*Trecho fornecido:*
>>
Quando nós começamos a discutir essa questão de BRICS, a gente percebe que em 1995 os países do G7 detinham 44,9% da paridade de compra. Os BRICS, os países dos BRICS, só tinham naquele momento 16,9%. Em 2010, o G7 já tinha caído para 34,3% do PIB [Produto Interno Bruto], por paridade de compra; e os BRICS tinham subido para 26,6%. Em 2023, o G7 tem 29,9%; os BRICS, 32,1%. E mais importante é que com a entrada dos novos países, o PIB de paridade de compra do G7 passa, praticamente, para 36,64%. Quase 37%.
E vocês sabem que a vinda da Argentina, da Arábia Saudita, do Egito, dos Emirados Árabes, da Etiópia e do Irã é muito importante porque eu não sei se vocês se lembram – e como você foram pessoas que estudaram nas universidades sabem disso –, vocês sabem que nós éramos chamados de Terceiro Mundo.
<<
*Tarefa:*
Reproduza sem alterações, do trecho sobre os BRICS, tudo o que vai de "Quando nós começamos" até "36,64%. Quase 37%.".

*Seção de dados:*
>>
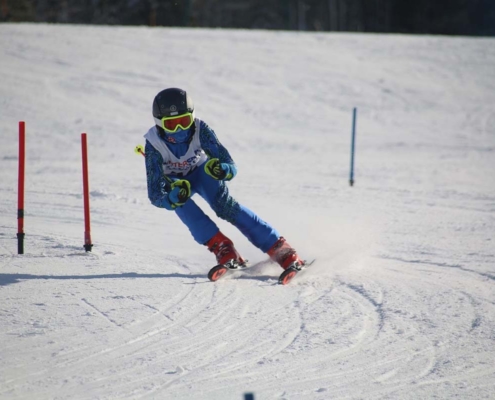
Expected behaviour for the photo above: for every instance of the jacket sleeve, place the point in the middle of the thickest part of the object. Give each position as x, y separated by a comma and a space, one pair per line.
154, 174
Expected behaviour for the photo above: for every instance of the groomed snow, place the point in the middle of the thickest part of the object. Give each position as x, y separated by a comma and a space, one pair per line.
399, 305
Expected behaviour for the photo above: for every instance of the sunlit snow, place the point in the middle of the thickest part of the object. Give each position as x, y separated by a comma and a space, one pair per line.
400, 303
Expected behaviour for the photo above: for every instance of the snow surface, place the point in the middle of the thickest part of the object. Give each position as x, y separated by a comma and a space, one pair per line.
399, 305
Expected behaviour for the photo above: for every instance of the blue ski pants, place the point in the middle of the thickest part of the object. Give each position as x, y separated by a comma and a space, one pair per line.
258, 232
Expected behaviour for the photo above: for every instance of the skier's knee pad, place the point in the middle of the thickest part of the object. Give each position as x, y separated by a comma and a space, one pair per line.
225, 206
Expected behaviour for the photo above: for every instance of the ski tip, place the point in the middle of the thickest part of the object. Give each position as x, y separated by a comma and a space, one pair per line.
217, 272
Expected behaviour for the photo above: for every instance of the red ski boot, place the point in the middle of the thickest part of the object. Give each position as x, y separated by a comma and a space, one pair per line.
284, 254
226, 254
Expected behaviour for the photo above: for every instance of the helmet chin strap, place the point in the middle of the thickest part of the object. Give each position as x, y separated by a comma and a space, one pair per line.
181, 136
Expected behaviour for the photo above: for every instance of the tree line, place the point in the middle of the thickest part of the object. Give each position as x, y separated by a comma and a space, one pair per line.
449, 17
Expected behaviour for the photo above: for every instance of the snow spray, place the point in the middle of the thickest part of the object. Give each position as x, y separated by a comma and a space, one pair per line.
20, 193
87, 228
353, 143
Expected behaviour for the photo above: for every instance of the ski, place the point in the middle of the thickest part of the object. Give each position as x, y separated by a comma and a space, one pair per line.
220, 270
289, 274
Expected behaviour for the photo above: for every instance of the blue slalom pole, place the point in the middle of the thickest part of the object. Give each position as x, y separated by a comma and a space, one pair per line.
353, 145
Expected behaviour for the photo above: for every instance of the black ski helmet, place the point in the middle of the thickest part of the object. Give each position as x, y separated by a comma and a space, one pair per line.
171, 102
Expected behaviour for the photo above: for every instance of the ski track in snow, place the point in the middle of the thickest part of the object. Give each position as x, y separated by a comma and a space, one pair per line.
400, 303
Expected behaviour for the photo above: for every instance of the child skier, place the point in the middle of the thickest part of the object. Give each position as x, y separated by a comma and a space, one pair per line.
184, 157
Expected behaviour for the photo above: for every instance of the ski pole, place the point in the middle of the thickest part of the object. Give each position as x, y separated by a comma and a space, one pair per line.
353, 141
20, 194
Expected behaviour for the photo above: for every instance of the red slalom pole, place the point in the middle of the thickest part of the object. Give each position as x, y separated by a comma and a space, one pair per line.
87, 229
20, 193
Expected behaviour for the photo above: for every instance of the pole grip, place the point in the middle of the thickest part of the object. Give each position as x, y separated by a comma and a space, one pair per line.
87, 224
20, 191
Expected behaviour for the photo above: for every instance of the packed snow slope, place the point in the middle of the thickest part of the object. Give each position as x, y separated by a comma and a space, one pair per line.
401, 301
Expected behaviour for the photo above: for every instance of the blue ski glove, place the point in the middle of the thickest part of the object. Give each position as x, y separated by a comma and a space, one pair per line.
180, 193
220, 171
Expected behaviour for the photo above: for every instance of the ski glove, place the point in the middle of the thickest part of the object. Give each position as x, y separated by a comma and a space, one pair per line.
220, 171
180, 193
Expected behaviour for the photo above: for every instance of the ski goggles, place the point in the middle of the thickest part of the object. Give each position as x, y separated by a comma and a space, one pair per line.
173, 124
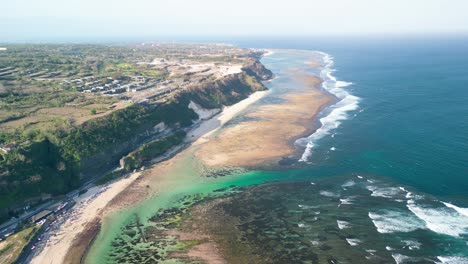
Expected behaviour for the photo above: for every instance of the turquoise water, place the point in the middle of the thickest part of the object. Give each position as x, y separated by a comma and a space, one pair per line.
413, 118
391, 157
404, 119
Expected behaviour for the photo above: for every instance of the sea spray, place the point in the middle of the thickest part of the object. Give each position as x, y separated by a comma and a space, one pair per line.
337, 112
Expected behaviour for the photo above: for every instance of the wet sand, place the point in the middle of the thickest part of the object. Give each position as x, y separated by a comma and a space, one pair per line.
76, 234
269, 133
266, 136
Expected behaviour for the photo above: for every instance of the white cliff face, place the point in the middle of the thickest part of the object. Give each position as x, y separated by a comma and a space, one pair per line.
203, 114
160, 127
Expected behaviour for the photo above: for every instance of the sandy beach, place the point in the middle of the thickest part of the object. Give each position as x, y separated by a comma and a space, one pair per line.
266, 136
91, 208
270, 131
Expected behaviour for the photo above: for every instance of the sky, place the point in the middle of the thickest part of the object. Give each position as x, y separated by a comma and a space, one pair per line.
<<
*Exercício resolvido:*
Quando nós começamos a discutir essa questão de BRICS, a gente percebe que em 1995 os países do G7 detinham 44,9% da paridade de compra. Os BRICS, os países dos BRICS, só tinham naquele momento 16,9%. Em 2010, o G7 já tinha caído para 34,3% do PIB [Produto Interno Bruto], por paridade de compra; e os BRICS tinham subido para 26,6%. Em 2023, o G7 tem 29,9%; os BRICS, 32,1%. E mais importante é que com a entrada dos novos países, o PIB de paridade de compra do G7 passa, praticamente, para 36,64%. Quase 37%.